INSTRUCTIONS FOR THE TASK: Copy out the material below word for word, omitting the pictures.

EXTRACTED ENTRIES:

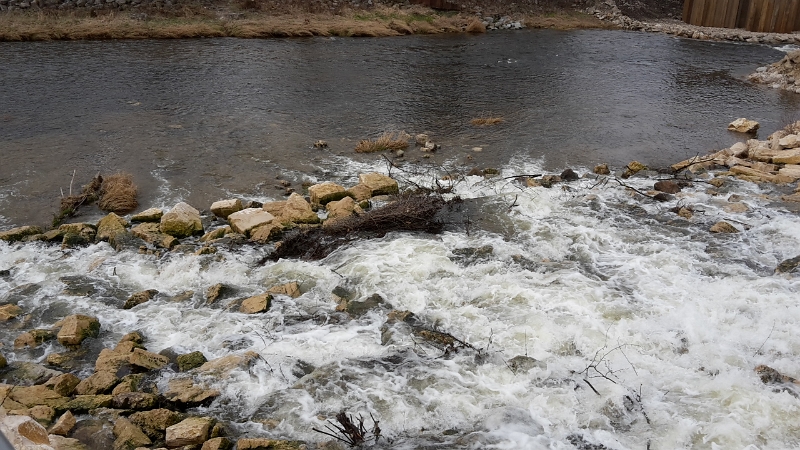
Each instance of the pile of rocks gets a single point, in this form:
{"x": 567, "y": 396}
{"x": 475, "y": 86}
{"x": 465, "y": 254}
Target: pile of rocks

RESPONSE:
Each instance of the pile of rocks gets a single point, in this form:
{"x": 567, "y": 396}
{"x": 475, "y": 86}
{"x": 465, "y": 254}
Target: pile of rocks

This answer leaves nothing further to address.